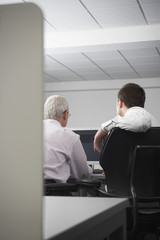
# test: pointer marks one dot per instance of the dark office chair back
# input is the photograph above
(145, 175)
(116, 157)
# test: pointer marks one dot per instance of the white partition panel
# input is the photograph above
(20, 122)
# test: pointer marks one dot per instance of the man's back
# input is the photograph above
(64, 156)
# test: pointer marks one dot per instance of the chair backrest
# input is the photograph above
(145, 172)
(116, 157)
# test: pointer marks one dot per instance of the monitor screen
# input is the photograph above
(87, 138)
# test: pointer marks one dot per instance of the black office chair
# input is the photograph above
(73, 187)
(125, 158)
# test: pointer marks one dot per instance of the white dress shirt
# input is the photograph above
(136, 119)
(64, 155)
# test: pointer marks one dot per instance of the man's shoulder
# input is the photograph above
(70, 133)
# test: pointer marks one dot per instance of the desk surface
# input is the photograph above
(64, 213)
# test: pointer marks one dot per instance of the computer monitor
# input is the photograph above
(87, 138)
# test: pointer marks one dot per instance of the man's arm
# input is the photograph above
(99, 137)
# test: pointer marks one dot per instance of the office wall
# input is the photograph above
(21, 122)
(94, 102)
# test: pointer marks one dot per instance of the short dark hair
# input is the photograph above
(132, 95)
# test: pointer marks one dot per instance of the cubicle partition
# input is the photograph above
(21, 51)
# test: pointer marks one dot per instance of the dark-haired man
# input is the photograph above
(131, 114)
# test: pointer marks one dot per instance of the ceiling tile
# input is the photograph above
(99, 55)
(141, 52)
(123, 75)
(152, 12)
(147, 67)
(117, 17)
(149, 74)
(144, 60)
(95, 76)
(101, 4)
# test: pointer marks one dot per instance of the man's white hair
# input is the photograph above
(54, 107)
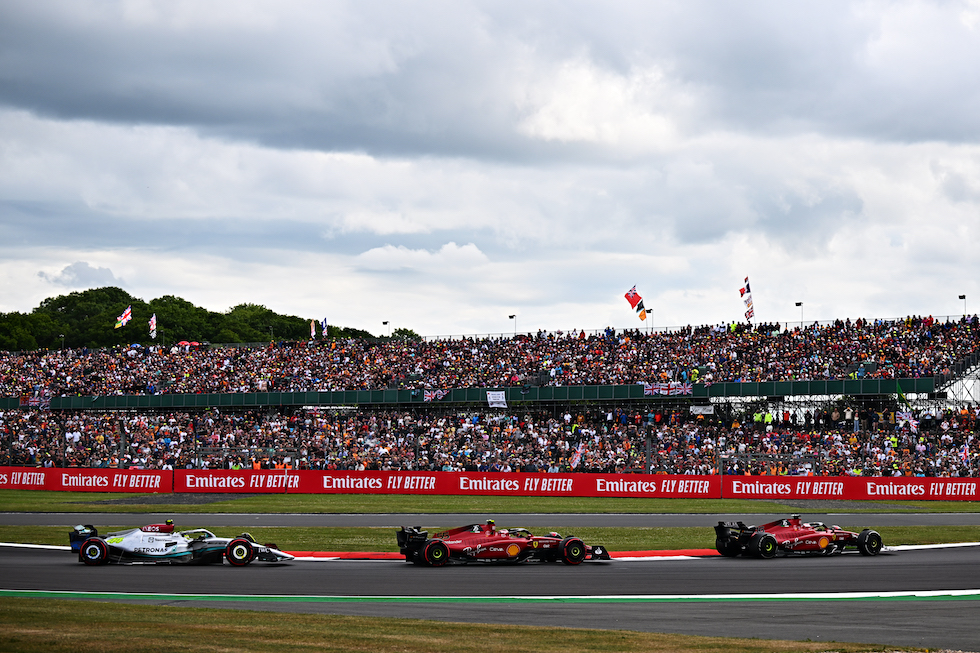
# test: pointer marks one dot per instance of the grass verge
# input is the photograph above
(55, 626)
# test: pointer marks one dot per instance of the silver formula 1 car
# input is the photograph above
(161, 544)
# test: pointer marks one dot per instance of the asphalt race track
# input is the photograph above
(702, 596)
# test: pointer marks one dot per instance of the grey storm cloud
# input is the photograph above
(437, 78)
(439, 156)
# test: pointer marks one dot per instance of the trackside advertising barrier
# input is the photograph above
(851, 487)
(86, 480)
(451, 483)
(491, 484)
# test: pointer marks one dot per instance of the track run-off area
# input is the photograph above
(906, 596)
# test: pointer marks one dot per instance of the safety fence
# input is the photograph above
(484, 396)
(285, 481)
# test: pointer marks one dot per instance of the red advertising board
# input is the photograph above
(858, 488)
(491, 484)
(86, 480)
(447, 483)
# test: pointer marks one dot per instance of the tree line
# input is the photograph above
(87, 319)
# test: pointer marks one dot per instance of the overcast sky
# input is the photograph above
(443, 165)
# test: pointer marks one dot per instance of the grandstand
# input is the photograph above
(864, 397)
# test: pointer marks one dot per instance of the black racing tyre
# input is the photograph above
(763, 545)
(869, 542)
(728, 547)
(573, 551)
(239, 552)
(94, 551)
(435, 553)
(767, 546)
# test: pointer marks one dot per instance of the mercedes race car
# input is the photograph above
(791, 536)
(161, 544)
(487, 543)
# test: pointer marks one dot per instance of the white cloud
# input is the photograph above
(457, 163)
(82, 275)
(448, 259)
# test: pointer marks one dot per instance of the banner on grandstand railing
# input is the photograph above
(86, 480)
(446, 483)
(491, 484)
(850, 488)
(673, 388)
(497, 398)
(43, 402)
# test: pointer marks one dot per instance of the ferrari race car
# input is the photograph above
(161, 544)
(487, 543)
(791, 536)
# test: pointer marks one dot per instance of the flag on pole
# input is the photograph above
(746, 293)
(901, 395)
(632, 297)
(124, 319)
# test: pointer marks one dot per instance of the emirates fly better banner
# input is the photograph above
(451, 483)
(490, 484)
(86, 480)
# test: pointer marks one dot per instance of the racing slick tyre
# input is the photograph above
(94, 551)
(572, 551)
(239, 552)
(435, 553)
(763, 545)
(729, 548)
(869, 542)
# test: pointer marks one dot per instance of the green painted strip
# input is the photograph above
(936, 595)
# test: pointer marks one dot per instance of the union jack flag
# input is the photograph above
(124, 319)
(632, 297)
(434, 395)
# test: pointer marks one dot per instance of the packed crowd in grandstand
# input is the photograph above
(825, 440)
(828, 442)
(908, 348)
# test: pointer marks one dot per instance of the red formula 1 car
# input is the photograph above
(791, 536)
(487, 543)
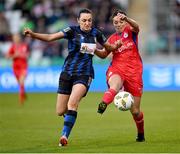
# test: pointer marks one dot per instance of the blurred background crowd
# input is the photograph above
(159, 22)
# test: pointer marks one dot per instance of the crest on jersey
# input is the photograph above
(125, 35)
(67, 29)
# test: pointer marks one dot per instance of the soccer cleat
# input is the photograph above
(63, 141)
(102, 107)
(140, 137)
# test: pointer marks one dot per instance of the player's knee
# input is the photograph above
(135, 111)
(60, 112)
(72, 106)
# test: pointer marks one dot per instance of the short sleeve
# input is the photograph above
(100, 37)
(11, 50)
(68, 32)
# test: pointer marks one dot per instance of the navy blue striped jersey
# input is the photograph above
(81, 47)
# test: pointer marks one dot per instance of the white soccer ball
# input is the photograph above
(123, 100)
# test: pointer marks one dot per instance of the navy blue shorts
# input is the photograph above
(67, 81)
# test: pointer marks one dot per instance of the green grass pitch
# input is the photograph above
(35, 127)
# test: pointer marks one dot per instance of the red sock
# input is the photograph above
(139, 120)
(22, 93)
(109, 96)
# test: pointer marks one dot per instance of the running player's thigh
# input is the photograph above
(77, 93)
(115, 82)
(61, 105)
(136, 106)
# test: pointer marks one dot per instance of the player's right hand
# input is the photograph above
(27, 32)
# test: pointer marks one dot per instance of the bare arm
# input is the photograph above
(43, 37)
(111, 47)
(102, 53)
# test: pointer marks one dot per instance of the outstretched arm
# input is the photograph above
(111, 47)
(102, 53)
(43, 37)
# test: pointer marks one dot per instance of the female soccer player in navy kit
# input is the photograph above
(77, 71)
(125, 69)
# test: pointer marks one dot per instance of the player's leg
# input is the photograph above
(21, 81)
(138, 117)
(61, 104)
(77, 93)
(80, 87)
(115, 83)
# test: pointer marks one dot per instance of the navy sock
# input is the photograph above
(69, 121)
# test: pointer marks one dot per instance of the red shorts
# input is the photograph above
(20, 70)
(132, 83)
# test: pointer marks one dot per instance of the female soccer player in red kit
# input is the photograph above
(125, 70)
(19, 53)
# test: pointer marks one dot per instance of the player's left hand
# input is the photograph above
(122, 16)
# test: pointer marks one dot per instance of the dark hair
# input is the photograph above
(85, 10)
(115, 12)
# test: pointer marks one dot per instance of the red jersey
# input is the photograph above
(127, 62)
(126, 59)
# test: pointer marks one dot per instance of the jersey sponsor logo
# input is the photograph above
(125, 35)
(127, 46)
(89, 81)
(88, 48)
(67, 29)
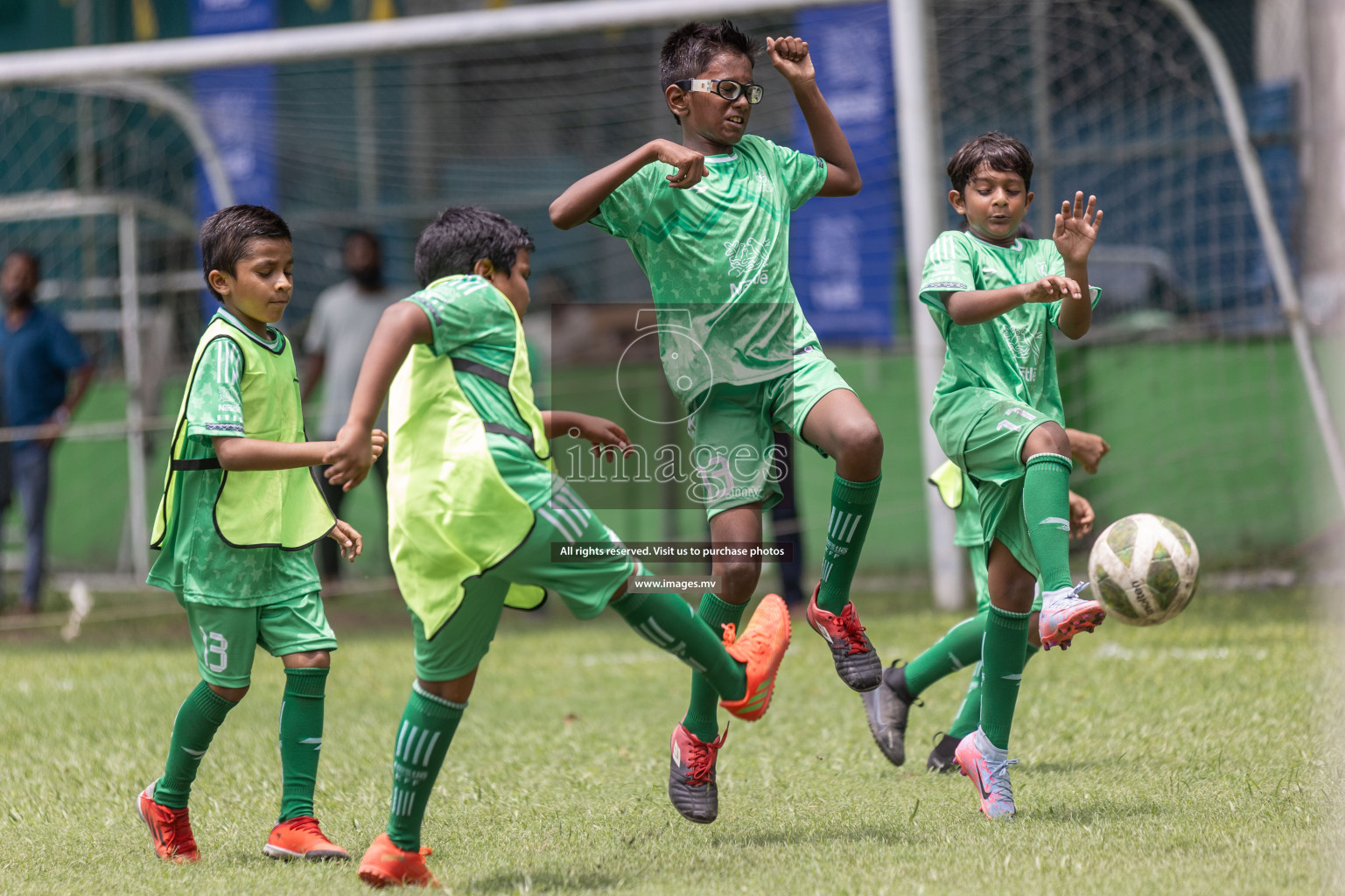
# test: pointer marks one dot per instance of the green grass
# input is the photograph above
(1184, 759)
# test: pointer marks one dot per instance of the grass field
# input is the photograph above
(1185, 759)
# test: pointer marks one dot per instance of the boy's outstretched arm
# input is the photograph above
(1076, 229)
(583, 198)
(403, 326)
(603, 433)
(238, 453)
(789, 57)
(979, 305)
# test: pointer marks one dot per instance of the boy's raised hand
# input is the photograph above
(1051, 290)
(689, 163)
(1076, 229)
(603, 433)
(789, 57)
(351, 542)
(1089, 448)
(353, 453)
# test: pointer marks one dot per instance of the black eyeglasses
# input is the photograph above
(731, 90)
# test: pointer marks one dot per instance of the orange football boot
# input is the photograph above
(386, 864)
(302, 838)
(761, 648)
(174, 841)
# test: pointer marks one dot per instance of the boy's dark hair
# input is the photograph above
(361, 233)
(465, 234)
(226, 234)
(997, 150)
(689, 50)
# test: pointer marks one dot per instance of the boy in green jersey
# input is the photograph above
(240, 514)
(888, 705)
(478, 518)
(709, 222)
(998, 416)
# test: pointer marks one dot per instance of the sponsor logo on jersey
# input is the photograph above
(746, 255)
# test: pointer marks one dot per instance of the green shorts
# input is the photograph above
(226, 638)
(984, 433)
(732, 432)
(585, 588)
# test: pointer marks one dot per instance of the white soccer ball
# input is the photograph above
(1144, 570)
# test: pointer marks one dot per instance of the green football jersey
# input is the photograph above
(717, 257)
(1012, 354)
(473, 325)
(194, 563)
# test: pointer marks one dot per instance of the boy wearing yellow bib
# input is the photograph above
(476, 513)
(235, 528)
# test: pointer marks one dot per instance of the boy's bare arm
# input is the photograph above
(581, 200)
(1076, 229)
(238, 453)
(403, 326)
(979, 305)
(789, 57)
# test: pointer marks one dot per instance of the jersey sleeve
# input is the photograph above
(215, 404)
(802, 174)
(947, 270)
(461, 317)
(620, 213)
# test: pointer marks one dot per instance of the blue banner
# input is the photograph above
(842, 256)
(238, 109)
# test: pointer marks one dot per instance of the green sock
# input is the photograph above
(198, 720)
(969, 715)
(300, 738)
(956, 650)
(1046, 505)
(668, 622)
(423, 738)
(1002, 655)
(703, 710)
(851, 508)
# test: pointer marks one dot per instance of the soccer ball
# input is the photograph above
(1144, 570)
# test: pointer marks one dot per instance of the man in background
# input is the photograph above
(340, 330)
(46, 374)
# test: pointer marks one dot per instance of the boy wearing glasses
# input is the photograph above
(709, 222)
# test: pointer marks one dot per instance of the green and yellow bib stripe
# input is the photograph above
(257, 508)
(451, 514)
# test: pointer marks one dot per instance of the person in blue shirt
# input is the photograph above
(45, 377)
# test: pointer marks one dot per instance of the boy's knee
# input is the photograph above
(455, 692)
(308, 660)
(232, 695)
(859, 448)
(738, 580)
(1047, 439)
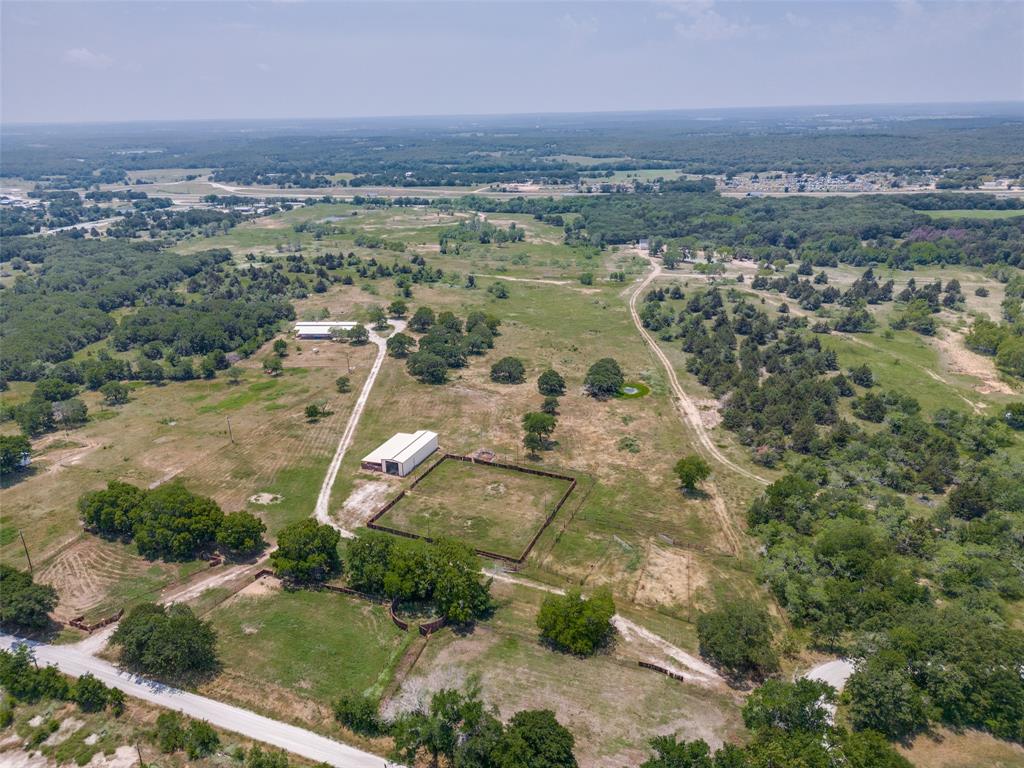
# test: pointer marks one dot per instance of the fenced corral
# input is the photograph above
(663, 671)
(491, 505)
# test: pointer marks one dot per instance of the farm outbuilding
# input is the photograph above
(403, 453)
(321, 329)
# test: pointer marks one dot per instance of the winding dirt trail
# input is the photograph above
(322, 511)
(687, 408)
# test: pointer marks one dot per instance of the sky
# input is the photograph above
(99, 61)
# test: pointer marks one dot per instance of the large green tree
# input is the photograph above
(307, 552)
(24, 604)
(737, 637)
(604, 379)
(167, 642)
(175, 524)
(576, 624)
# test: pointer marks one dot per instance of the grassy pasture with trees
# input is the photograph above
(876, 561)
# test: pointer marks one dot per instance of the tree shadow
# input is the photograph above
(10, 479)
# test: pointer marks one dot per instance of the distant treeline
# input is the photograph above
(68, 299)
(860, 230)
(515, 148)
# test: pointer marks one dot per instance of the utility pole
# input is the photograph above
(689, 601)
(26, 547)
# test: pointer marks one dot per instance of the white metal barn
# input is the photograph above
(320, 329)
(402, 453)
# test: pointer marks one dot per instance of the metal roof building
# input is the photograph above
(320, 329)
(401, 454)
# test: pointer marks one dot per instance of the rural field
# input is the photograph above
(668, 555)
(491, 508)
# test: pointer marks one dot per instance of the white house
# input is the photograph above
(320, 329)
(401, 454)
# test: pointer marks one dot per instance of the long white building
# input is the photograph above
(401, 454)
(320, 329)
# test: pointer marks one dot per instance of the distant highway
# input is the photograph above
(82, 225)
(74, 660)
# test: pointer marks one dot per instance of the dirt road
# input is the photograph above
(687, 409)
(322, 511)
(76, 662)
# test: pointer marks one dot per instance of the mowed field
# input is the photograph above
(488, 508)
(176, 431)
(665, 554)
(300, 649)
(611, 705)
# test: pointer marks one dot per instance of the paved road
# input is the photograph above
(322, 511)
(81, 225)
(73, 660)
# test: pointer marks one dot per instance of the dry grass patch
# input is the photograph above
(489, 508)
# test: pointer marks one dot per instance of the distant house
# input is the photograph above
(320, 329)
(401, 454)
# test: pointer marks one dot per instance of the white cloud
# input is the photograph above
(797, 20)
(700, 20)
(87, 59)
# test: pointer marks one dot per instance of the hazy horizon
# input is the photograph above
(1013, 105)
(121, 62)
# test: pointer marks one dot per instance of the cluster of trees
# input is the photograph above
(458, 728)
(604, 379)
(791, 725)
(197, 737)
(53, 403)
(307, 552)
(868, 580)
(736, 637)
(26, 605)
(169, 521)
(170, 643)
(26, 681)
(66, 304)
(448, 342)
(444, 572)
(13, 450)
(574, 624)
(1005, 340)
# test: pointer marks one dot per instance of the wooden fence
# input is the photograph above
(79, 622)
(372, 522)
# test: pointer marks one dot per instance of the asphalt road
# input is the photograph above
(73, 660)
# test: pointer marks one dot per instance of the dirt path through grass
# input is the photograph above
(687, 408)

===

• WRITTEN PROBLEM
Copy out the listing lines from the one containing "the asphalt road" through the end of the listing, keeping each line precisely as it stands.

• EXERCISE SOLUTION
# test: pointer marks one dot per instance of the asphalt road
# input is the photograph above
(73, 660)
# test: pointer marks one dot per instance of the dirt path through grass
# input is the photograph above
(687, 408)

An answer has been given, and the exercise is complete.